(Natural language region descriptions)
──────

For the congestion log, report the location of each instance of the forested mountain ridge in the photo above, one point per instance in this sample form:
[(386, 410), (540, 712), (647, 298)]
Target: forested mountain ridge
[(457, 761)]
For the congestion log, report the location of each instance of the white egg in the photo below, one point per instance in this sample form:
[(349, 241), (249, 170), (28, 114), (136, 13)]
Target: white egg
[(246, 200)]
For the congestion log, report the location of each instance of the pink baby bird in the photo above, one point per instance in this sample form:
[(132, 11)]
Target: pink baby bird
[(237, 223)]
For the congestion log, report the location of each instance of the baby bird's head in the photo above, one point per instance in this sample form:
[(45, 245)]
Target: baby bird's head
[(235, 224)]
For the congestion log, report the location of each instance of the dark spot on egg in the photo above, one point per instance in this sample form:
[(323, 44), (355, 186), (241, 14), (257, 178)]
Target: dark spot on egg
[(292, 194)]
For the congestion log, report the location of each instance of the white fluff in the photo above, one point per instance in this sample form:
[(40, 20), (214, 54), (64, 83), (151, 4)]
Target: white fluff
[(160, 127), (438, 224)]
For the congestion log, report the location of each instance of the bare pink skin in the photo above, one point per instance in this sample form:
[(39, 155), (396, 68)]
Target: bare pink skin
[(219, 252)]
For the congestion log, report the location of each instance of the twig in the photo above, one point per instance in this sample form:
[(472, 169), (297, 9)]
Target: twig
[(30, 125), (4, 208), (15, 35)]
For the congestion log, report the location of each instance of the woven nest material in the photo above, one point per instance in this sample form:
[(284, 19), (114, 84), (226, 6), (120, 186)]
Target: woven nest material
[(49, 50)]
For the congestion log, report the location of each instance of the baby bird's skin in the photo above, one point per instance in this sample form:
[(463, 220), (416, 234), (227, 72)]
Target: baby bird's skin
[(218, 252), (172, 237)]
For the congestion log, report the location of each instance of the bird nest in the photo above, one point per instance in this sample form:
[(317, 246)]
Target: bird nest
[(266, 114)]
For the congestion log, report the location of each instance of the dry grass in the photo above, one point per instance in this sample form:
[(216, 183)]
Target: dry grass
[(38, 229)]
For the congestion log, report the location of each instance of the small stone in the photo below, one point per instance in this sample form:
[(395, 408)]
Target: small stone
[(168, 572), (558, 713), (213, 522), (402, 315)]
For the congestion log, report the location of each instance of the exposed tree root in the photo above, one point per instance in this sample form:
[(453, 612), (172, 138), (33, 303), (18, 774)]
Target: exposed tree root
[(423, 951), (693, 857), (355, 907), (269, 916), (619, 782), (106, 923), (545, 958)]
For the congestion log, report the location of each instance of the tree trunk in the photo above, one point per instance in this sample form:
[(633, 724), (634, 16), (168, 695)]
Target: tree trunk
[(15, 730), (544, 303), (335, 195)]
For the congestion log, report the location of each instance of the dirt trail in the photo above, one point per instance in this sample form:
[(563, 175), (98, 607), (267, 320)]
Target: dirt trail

──────

Tally the lines above with "below", please; number only.

2